[DATA FOR THIS TASK]

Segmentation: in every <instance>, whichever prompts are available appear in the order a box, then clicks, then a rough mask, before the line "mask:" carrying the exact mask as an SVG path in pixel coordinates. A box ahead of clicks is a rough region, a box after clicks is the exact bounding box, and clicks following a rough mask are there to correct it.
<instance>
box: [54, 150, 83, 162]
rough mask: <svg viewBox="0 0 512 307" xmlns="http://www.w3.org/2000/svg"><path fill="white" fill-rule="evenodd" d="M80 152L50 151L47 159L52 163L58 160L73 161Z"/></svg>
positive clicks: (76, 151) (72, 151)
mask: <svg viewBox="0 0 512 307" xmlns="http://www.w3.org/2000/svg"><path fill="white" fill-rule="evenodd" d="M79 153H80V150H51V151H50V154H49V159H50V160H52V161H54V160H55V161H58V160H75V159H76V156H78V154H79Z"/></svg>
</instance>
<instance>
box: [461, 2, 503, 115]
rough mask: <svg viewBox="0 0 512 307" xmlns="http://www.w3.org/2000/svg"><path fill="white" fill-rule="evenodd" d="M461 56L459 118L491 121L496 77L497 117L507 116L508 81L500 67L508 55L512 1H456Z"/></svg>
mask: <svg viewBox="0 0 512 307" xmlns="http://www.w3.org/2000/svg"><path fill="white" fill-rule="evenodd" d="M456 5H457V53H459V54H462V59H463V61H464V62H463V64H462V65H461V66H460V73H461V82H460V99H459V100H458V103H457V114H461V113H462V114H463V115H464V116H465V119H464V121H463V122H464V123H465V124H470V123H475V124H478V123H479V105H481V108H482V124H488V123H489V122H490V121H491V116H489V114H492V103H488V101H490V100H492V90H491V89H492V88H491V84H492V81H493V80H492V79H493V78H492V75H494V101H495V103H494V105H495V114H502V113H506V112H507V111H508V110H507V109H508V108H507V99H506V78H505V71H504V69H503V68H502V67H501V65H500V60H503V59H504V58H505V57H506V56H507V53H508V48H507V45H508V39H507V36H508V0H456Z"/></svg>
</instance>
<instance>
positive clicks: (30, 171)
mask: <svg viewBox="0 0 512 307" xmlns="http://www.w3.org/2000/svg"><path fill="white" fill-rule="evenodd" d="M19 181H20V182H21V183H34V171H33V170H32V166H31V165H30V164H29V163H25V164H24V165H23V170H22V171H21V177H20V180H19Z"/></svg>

[/DATA FOR THIS TASK]
[DATA FOR THIS TASK]

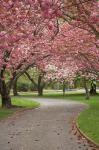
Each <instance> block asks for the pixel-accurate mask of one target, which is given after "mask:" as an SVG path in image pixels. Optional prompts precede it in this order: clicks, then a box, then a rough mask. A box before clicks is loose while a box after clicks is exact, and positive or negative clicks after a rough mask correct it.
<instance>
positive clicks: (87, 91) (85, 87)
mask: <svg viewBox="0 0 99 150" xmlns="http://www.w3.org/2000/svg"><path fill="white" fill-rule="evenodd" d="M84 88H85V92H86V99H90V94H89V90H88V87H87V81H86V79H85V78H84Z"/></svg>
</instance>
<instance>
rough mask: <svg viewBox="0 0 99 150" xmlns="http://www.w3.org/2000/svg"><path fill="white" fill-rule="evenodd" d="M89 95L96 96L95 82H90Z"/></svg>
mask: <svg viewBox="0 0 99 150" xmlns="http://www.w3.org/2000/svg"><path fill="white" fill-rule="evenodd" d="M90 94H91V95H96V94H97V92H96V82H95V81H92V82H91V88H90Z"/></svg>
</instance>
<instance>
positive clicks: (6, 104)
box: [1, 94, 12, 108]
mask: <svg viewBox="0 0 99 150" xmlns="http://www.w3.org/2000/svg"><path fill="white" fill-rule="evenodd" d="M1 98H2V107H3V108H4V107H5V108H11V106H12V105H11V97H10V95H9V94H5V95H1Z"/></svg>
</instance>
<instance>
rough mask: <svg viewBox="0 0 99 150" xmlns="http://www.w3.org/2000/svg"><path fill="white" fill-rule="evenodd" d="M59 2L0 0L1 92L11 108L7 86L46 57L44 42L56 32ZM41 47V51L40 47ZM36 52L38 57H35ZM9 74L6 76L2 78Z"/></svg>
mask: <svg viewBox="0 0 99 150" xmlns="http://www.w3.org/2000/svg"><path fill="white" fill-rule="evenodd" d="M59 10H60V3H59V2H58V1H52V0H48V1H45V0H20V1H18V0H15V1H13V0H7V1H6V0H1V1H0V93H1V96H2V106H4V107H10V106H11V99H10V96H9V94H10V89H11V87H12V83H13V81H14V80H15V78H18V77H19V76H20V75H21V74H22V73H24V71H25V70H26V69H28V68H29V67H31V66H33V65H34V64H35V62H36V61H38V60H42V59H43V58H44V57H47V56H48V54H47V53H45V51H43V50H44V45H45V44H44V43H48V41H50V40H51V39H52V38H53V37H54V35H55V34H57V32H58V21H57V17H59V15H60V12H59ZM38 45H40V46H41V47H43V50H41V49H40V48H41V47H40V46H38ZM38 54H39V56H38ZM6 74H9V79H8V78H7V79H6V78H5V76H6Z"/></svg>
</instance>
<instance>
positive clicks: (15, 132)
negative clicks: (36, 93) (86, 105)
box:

[/DATA FOR THIS TASK]
[DATA FOR THIS TASK]

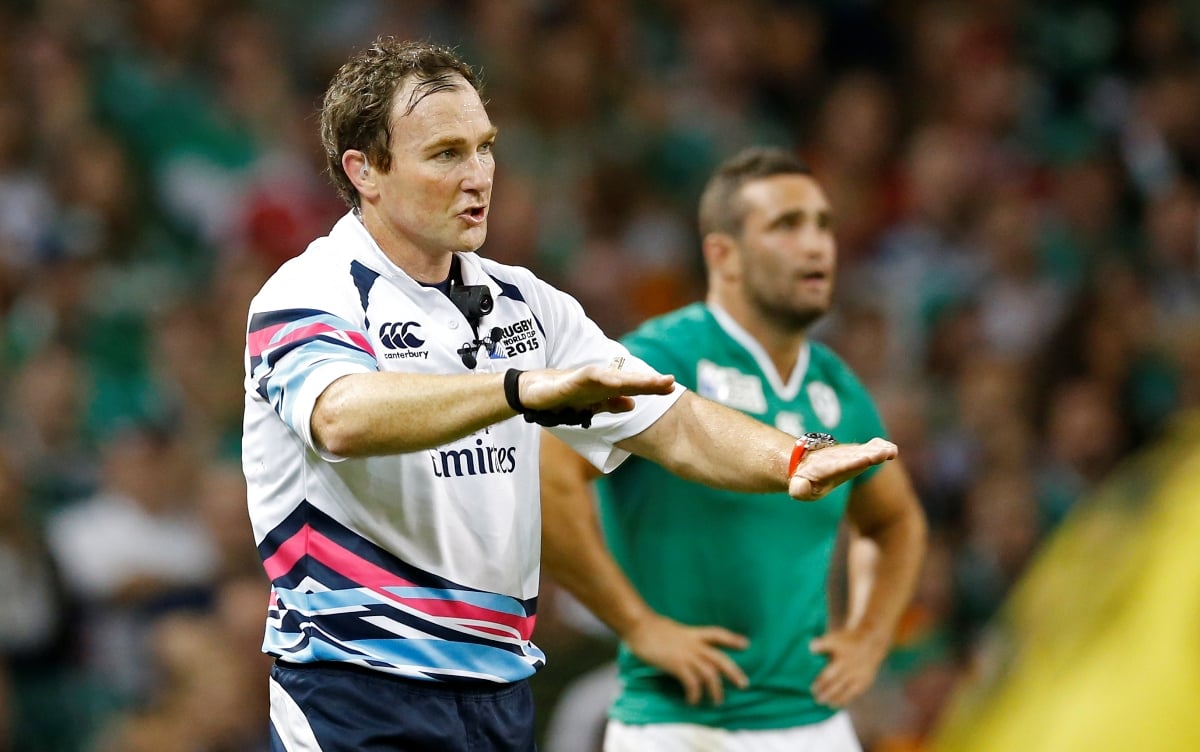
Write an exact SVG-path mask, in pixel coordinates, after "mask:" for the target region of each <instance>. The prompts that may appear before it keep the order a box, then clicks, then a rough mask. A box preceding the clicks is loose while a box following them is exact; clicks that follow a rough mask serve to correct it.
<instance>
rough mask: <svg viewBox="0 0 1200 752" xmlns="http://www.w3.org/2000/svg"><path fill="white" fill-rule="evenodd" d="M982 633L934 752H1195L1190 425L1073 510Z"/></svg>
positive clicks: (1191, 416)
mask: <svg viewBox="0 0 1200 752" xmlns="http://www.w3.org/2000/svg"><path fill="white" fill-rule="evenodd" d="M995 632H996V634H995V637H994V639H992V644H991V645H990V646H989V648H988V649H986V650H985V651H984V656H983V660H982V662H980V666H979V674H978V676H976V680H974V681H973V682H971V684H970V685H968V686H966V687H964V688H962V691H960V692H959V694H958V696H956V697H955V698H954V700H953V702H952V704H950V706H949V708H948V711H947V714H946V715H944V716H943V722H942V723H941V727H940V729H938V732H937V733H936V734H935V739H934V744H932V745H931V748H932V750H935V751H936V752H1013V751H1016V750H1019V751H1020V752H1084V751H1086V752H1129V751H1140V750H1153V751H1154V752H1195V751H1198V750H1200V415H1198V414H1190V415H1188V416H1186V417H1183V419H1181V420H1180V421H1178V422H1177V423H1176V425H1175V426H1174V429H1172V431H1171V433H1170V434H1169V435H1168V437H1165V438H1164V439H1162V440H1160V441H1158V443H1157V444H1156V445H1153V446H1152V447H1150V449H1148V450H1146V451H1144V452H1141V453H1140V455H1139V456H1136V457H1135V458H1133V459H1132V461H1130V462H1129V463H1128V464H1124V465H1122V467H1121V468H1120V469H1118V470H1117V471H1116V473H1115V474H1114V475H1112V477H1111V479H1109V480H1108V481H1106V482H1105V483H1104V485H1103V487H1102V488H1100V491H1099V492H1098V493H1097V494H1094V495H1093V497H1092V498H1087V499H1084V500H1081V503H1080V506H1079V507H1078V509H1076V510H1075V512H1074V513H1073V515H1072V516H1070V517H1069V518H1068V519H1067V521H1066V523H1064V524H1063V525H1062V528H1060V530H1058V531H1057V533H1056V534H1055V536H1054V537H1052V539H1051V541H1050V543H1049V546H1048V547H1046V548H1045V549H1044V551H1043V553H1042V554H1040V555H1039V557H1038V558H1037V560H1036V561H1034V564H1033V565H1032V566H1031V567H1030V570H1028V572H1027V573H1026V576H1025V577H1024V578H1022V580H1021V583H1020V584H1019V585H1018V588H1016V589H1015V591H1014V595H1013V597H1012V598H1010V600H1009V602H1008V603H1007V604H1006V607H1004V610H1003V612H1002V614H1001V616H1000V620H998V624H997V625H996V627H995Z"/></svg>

[/DATA FOR THIS TASK]

**WHAT NEEDS TO BE DONE**
Copy the stretch of the records above that runs from the line with "Segmentation: in every" through the line with "box: [54, 150, 83, 162]". Both end lines belong in the copy, and nothing else does.

**WRITTEN RESPONSE**
Segmentation: in every <instance>, whichever prompts are available appear in the order a box, then clicks, then a rough mask, before the line "mask:" carrying the exact mask as an SVG path in pixel coordinates. A box ahead of clicks is a rough region, a box after clicks is the exact bounding box, and clicks following a rough mask are there to correct it.
<instance>
box: [54, 150, 83, 162]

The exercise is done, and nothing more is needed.